- Data for the task
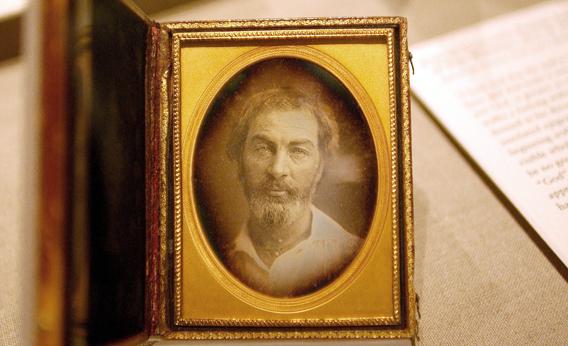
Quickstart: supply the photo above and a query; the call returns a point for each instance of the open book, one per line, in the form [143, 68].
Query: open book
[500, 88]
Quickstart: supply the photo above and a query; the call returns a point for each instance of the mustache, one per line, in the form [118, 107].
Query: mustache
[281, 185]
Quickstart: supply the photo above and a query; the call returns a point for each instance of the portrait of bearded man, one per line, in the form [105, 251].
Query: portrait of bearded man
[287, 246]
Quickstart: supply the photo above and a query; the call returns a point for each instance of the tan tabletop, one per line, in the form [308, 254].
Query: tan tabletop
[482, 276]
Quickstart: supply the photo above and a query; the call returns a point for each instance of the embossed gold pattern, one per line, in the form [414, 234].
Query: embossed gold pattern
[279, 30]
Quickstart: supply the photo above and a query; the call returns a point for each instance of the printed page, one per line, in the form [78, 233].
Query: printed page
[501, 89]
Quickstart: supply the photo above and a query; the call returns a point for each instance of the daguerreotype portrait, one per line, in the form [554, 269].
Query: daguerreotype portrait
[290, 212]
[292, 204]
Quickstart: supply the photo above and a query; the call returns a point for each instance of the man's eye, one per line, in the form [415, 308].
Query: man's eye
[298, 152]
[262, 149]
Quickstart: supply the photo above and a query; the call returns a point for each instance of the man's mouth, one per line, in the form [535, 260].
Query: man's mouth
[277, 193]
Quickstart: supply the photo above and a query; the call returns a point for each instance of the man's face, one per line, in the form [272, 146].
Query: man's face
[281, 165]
--
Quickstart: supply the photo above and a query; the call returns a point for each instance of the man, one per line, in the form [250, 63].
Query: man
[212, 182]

- What you will do
Extract every line containing the string "returns" from the material.

- Output for this exercise
Quickstart: supply the photo above and a query; the call returns a point for each instance of the open book, one per line, in the form [143, 68].
Quickstart: supply the photo above and a query; the call returns a point for each instance of the mustache, one per line, in the form [118, 107].
Quickstart: supply the photo above and a query; the call returns a point for each instance of the portrait of bearded man, one per line, in the form [105, 251].
Quickstart: supply the photo above and a query; the call returns a point for each instance of the tan tabletop, one per line, in the form [308, 254].
Quickstart: supply the photo above and a query; the call returns a point for each instance of the embossed gold pattern, one per line, in the form [414, 234].
Quickstart: supply the photo above and a query; the call returns a point for each instance of the printed page, one per line, in the form [78, 233].
Quickstart: supply the photo above and a query; the call returns a point for each instance of the daguerreotype portrait, one per line, in the form [554, 269].
Quickstart: supply the photo above and a query; the call returns a point for each instance of the man's eye, one per line, in the form [415, 308].
Quickstart: supply the photo above and a query; the call returns a point for each instance of the man's mouth, one per line, in the form [535, 260].
Quickstart: supply the photo above and a query; the call returns a point for each instance of the man's face, one per line, in the form [272, 146].
Quickstart: supply the photo above and a query; the call returns a point for each instance of the man, one per line, in the form [250, 63].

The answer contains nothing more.